[Object location annotation data]
::::::::
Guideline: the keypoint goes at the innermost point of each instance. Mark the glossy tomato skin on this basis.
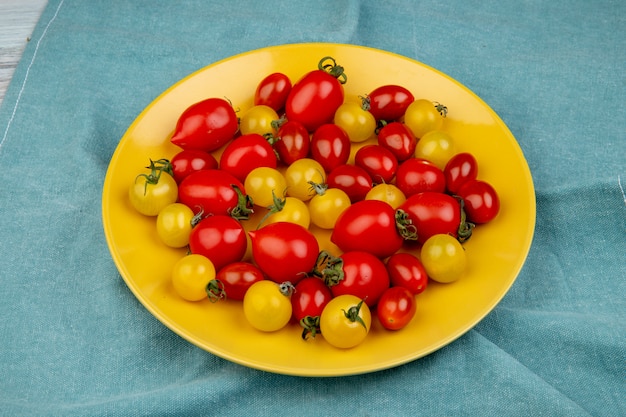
(330, 146)
(364, 276)
(461, 168)
(407, 271)
(433, 213)
(396, 308)
(220, 238)
(389, 102)
(481, 201)
(210, 191)
(272, 91)
(397, 138)
(379, 162)
(246, 153)
(418, 175)
(206, 125)
(353, 180)
(284, 251)
(369, 226)
(314, 99)
(187, 161)
(237, 277)
(293, 142)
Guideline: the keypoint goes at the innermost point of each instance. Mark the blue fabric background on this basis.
(74, 340)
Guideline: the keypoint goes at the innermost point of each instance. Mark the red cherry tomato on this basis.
(418, 175)
(330, 146)
(314, 99)
(246, 153)
(399, 139)
(389, 102)
(284, 251)
(272, 91)
(206, 125)
(353, 180)
(293, 142)
(237, 277)
(406, 270)
(380, 163)
(220, 238)
(187, 161)
(481, 201)
(460, 168)
(396, 308)
(214, 191)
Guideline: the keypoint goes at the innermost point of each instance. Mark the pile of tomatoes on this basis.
(377, 175)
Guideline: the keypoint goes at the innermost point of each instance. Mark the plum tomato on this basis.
(284, 251)
(314, 99)
(396, 308)
(206, 125)
(406, 270)
(378, 162)
(418, 175)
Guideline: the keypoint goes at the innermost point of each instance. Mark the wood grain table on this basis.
(17, 21)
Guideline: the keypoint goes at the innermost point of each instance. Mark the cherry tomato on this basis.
(191, 275)
(284, 251)
(258, 119)
(245, 153)
(327, 205)
(406, 270)
(293, 142)
(418, 175)
(174, 225)
(396, 308)
(187, 161)
(379, 162)
(272, 91)
(299, 176)
(153, 190)
(314, 99)
(399, 139)
(308, 301)
(237, 277)
(481, 201)
(330, 146)
(437, 147)
(370, 226)
(357, 273)
(461, 168)
(220, 238)
(444, 258)
(345, 321)
(206, 125)
(214, 192)
(358, 123)
(422, 116)
(354, 180)
(388, 193)
(389, 102)
(267, 305)
(263, 184)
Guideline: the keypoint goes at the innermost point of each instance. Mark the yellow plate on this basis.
(496, 252)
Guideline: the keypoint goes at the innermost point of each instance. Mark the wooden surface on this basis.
(17, 21)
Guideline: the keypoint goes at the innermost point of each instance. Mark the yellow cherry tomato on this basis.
(388, 193)
(267, 305)
(443, 258)
(258, 119)
(191, 275)
(174, 225)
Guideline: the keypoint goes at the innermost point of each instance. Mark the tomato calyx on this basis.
(333, 69)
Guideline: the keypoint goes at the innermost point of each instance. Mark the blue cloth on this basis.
(75, 341)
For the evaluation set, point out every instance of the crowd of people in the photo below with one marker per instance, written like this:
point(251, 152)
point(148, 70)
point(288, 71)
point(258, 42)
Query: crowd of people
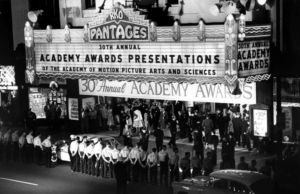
point(24, 147)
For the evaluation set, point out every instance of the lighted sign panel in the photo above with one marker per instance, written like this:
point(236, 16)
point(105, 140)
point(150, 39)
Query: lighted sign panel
point(7, 76)
point(174, 60)
point(218, 93)
point(253, 58)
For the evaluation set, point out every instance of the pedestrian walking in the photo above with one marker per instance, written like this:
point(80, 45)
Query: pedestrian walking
point(185, 165)
point(134, 160)
point(98, 156)
point(38, 148)
point(29, 147)
point(48, 152)
point(173, 165)
point(163, 158)
point(22, 147)
point(152, 164)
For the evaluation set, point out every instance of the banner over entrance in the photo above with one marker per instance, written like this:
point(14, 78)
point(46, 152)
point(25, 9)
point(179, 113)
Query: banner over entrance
point(218, 93)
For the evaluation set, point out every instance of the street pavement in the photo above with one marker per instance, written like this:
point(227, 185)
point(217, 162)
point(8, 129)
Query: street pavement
point(22, 178)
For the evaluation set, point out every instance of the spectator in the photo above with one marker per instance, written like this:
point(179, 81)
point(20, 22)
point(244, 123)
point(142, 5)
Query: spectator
point(266, 169)
point(252, 167)
point(242, 165)
point(185, 165)
point(207, 164)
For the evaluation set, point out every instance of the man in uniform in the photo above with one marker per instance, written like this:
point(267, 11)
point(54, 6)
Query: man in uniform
point(173, 165)
point(143, 165)
point(185, 165)
point(98, 155)
point(38, 148)
point(72, 137)
point(152, 163)
point(89, 152)
point(7, 144)
point(134, 158)
point(81, 152)
point(163, 163)
point(29, 147)
point(114, 158)
point(15, 146)
point(124, 154)
point(74, 155)
point(106, 156)
point(47, 146)
point(22, 147)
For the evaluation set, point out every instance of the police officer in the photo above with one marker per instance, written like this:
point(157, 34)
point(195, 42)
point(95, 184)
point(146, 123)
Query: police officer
point(38, 148)
point(114, 158)
point(29, 147)
point(47, 146)
point(143, 165)
point(74, 155)
point(173, 165)
point(163, 163)
point(7, 144)
point(15, 146)
point(134, 161)
point(89, 153)
point(81, 152)
point(98, 156)
point(72, 137)
point(22, 147)
point(152, 164)
point(106, 156)
point(124, 154)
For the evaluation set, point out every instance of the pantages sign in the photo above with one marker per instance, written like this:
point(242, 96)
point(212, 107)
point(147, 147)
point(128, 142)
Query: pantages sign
point(169, 91)
point(118, 26)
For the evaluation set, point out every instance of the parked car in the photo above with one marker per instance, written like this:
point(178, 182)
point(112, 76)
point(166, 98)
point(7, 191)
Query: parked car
point(62, 146)
point(226, 182)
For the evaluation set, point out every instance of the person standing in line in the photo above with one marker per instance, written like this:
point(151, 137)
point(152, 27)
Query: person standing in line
point(98, 156)
point(159, 138)
point(74, 154)
point(207, 164)
point(173, 165)
point(81, 151)
point(89, 153)
point(163, 163)
point(29, 147)
point(124, 154)
point(185, 165)
point(15, 146)
point(47, 146)
point(196, 166)
point(7, 144)
point(173, 131)
point(22, 147)
point(47, 110)
point(152, 164)
point(121, 176)
point(208, 126)
point(242, 165)
point(106, 156)
point(134, 160)
point(38, 148)
point(114, 158)
point(237, 127)
point(143, 165)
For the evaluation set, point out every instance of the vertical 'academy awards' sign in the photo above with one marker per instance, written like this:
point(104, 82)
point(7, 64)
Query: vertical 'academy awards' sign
point(118, 26)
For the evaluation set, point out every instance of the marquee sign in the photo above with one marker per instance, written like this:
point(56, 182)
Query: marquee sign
point(218, 93)
point(253, 58)
point(174, 61)
point(7, 76)
point(119, 26)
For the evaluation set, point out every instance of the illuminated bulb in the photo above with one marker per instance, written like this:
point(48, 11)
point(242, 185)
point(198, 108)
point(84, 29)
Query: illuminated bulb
point(261, 2)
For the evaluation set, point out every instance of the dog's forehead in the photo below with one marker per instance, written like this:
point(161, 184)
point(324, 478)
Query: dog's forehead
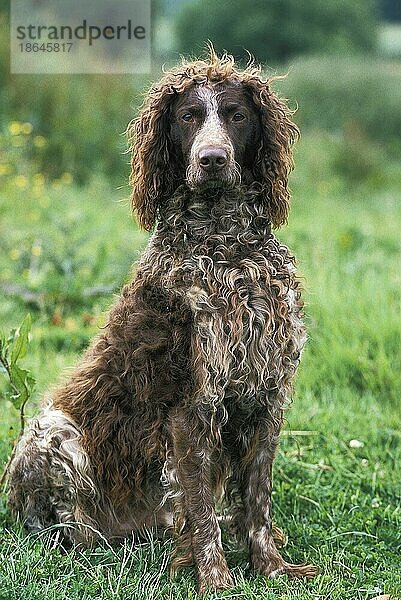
point(213, 94)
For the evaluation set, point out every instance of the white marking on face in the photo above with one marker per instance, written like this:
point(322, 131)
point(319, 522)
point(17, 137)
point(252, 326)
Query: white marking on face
point(211, 133)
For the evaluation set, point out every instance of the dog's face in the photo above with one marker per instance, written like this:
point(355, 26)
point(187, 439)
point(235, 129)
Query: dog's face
point(216, 132)
point(208, 124)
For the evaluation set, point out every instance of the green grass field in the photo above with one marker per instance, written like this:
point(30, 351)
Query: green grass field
point(64, 251)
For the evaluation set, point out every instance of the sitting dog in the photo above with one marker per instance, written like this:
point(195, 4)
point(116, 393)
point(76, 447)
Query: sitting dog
point(179, 401)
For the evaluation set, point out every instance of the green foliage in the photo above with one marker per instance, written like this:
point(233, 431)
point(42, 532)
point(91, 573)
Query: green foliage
point(78, 120)
point(337, 502)
point(277, 30)
point(356, 97)
point(12, 350)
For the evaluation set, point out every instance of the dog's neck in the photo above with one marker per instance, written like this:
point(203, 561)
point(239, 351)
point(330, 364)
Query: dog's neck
point(229, 213)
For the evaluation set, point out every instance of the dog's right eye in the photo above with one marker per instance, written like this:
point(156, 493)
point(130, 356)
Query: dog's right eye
point(187, 117)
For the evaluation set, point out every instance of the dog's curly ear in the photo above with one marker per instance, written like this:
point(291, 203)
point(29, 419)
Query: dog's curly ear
point(151, 169)
point(274, 158)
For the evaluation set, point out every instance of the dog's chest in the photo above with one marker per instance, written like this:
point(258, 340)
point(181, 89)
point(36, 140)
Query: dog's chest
point(246, 323)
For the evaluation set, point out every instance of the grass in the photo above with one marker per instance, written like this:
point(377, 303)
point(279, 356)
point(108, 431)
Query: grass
point(337, 499)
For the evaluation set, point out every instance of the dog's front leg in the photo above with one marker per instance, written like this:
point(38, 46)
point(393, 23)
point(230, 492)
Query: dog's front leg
point(193, 446)
point(257, 490)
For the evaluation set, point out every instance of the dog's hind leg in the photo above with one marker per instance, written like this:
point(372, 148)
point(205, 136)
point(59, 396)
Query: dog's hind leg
point(50, 478)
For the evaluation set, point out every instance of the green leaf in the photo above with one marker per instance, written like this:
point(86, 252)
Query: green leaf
point(23, 384)
point(21, 339)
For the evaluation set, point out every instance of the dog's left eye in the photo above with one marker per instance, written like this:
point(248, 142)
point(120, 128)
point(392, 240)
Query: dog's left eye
point(187, 117)
point(238, 117)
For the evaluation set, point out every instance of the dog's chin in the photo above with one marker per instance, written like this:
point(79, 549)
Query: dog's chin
point(214, 182)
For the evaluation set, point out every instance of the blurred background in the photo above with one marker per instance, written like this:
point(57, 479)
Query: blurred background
point(67, 244)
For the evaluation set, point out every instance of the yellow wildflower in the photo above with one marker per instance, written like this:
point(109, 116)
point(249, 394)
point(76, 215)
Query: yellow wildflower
point(21, 182)
point(14, 128)
point(39, 141)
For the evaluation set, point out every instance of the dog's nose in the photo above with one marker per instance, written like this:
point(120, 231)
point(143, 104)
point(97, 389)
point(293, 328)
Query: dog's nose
point(212, 158)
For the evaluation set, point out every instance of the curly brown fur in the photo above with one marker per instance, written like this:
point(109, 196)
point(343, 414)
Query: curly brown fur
point(180, 399)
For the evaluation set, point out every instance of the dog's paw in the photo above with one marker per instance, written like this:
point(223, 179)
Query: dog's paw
point(215, 581)
point(273, 570)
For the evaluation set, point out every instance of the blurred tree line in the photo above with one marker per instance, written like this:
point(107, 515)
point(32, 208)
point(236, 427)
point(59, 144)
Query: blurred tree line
point(277, 30)
point(82, 117)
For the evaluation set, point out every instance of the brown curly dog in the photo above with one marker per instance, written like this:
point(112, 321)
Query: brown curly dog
point(179, 401)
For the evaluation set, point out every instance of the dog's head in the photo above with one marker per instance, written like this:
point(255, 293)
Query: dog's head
point(207, 123)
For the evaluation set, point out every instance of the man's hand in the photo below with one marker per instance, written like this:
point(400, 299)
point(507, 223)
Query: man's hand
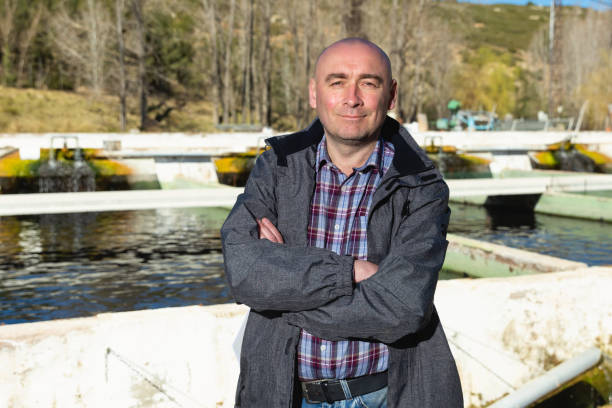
point(363, 270)
point(268, 231)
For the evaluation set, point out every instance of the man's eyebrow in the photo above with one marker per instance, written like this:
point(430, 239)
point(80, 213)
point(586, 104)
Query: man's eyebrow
point(339, 75)
point(371, 76)
point(333, 75)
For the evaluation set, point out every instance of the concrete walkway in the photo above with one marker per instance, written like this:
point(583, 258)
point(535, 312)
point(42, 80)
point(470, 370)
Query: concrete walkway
point(221, 196)
point(503, 332)
point(56, 203)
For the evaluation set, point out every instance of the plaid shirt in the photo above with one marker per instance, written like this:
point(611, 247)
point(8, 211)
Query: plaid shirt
point(338, 222)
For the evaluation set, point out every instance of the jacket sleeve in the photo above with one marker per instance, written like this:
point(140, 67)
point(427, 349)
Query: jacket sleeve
point(270, 276)
point(398, 299)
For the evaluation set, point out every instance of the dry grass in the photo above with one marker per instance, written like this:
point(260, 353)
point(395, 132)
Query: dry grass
point(40, 111)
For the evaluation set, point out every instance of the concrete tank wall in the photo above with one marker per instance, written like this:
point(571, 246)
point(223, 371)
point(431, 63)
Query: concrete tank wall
point(503, 332)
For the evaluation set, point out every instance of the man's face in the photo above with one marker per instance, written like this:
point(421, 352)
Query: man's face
point(352, 92)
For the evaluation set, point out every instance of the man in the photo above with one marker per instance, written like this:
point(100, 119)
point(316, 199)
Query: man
point(336, 245)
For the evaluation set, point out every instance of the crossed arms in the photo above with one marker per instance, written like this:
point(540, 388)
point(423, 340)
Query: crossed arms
point(314, 288)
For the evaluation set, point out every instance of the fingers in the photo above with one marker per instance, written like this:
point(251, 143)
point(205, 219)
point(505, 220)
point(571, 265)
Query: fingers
point(268, 231)
point(363, 270)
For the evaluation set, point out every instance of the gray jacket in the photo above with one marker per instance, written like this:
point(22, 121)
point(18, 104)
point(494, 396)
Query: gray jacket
point(291, 286)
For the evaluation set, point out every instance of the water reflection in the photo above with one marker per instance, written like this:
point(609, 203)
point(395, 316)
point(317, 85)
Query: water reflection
point(578, 240)
point(68, 265)
point(56, 266)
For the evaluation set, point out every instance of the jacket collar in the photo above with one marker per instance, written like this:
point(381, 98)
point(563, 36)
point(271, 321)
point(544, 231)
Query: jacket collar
point(408, 158)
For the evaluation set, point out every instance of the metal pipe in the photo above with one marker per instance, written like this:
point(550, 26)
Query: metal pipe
point(551, 380)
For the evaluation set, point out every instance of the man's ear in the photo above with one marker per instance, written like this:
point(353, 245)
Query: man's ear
point(312, 93)
point(393, 92)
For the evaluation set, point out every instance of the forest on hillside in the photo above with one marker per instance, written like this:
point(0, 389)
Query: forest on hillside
point(251, 59)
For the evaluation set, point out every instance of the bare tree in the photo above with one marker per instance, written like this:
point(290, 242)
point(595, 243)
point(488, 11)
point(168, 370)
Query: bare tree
point(353, 19)
point(119, 9)
point(265, 68)
point(137, 10)
point(7, 26)
point(25, 41)
point(228, 88)
point(83, 41)
point(209, 18)
point(247, 51)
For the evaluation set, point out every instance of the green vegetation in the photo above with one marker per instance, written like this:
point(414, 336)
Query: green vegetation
point(190, 64)
point(37, 111)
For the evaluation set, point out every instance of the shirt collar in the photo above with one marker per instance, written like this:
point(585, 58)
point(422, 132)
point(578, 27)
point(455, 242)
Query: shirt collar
point(374, 161)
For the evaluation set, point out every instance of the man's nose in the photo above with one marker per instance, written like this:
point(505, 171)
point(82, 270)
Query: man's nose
point(353, 95)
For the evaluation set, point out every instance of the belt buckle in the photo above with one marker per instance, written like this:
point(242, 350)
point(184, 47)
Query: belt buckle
point(321, 387)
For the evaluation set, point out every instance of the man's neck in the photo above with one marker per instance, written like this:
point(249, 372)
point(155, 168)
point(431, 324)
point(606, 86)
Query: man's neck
point(349, 156)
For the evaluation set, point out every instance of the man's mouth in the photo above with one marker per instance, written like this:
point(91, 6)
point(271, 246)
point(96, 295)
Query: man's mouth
point(352, 117)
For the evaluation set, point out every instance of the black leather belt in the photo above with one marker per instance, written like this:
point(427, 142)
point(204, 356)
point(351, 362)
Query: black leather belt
point(331, 390)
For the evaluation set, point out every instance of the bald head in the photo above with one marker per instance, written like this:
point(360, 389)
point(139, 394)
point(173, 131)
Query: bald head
point(355, 41)
point(352, 90)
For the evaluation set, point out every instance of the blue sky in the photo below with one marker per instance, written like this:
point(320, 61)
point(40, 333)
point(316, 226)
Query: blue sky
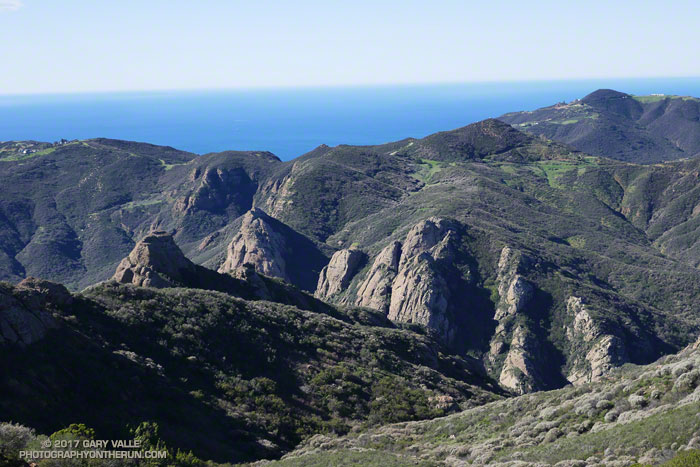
point(88, 45)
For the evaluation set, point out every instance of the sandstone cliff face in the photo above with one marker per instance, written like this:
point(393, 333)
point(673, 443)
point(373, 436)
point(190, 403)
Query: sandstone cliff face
point(336, 276)
point(420, 295)
point(259, 244)
point(408, 280)
point(375, 290)
point(596, 352)
point(155, 261)
point(25, 312)
point(211, 191)
point(519, 370)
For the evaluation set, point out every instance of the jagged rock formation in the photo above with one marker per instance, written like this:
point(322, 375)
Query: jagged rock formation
point(25, 311)
point(375, 290)
point(340, 270)
point(155, 261)
point(274, 249)
point(408, 280)
point(519, 370)
point(257, 243)
point(597, 351)
point(420, 295)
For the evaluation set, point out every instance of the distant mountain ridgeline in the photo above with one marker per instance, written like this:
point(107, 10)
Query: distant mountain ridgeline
point(525, 264)
point(641, 129)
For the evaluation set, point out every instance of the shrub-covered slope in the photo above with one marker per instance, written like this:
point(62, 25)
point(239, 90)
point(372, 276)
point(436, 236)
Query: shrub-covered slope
point(231, 380)
point(646, 414)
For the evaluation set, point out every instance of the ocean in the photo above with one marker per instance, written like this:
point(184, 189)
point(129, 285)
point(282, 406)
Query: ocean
point(291, 121)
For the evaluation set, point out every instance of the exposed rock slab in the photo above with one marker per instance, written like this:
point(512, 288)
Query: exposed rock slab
point(259, 244)
point(376, 290)
point(336, 276)
point(155, 261)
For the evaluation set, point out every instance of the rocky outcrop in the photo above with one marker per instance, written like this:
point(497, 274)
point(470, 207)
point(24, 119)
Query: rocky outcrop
point(26, 310)
point(155, 261)
point(259, 244)
point(520, 371)
point(515, 293)
point(420, 295)
point(375, 291)
point(419, 289)
point(407, 280)
point(336, 276)
point(594, 351)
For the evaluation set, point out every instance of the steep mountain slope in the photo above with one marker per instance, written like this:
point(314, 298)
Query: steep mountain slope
point(231, 379)
point(515, 250)
point(642, 414)
point(642, 129)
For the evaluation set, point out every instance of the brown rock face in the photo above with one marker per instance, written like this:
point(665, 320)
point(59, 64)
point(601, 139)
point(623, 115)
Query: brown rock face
point(420, 295)
point(598, 351)
point(418, 290)
point(520, 370)
point(258, 244)
point(375, 290)
point(340, 270)
point(155, 261)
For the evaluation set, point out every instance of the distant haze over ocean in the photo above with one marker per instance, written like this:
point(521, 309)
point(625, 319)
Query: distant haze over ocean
point(290, 122)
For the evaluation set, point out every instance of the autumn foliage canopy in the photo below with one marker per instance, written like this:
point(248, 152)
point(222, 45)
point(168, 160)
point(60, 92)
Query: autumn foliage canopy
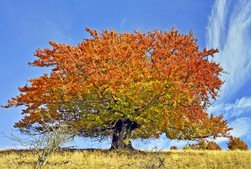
point(125, 86)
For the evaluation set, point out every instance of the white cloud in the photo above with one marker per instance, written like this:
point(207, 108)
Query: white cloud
point(241, 107)
point(229, 30)
point(241, 127)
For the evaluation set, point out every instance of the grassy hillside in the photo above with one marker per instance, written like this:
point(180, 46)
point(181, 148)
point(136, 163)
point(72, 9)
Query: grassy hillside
point(101, 159)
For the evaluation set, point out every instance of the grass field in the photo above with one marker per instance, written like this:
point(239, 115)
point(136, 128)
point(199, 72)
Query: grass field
point(101, 159)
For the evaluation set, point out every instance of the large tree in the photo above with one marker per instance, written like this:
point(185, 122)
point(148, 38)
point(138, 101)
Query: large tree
point(125, 86)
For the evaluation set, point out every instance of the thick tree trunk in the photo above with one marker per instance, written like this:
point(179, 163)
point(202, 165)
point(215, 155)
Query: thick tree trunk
point(122, 134)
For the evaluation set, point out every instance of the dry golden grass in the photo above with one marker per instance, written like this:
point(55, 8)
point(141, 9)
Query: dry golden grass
point(101, 159)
::::::::
Your objective
Can you turn the lines starting at the one containing "the man's face" and ending at the one containing "point(336, 245)" into a Markdown table with the columns No. and Line? Number each line and leave out blank lines.

Solved problem
| No. | Line |
|---|---|
| 1 | For the evaluation set, point out every instance of the man's face in the photo above with one marker per instance, written like this: |
| 2 | point(421, 352) |
| 3 | Query: man's face |
| 4 | point(352, 92) |
| 5 | For the evaluation set, point out every instance of the man in the photo above with one marker per instance, written like this: |
| 6 | point(100, 119) |
| 7 | point(316, 199) |
| 8 | Query: man |
| 9 | point(336, 245) |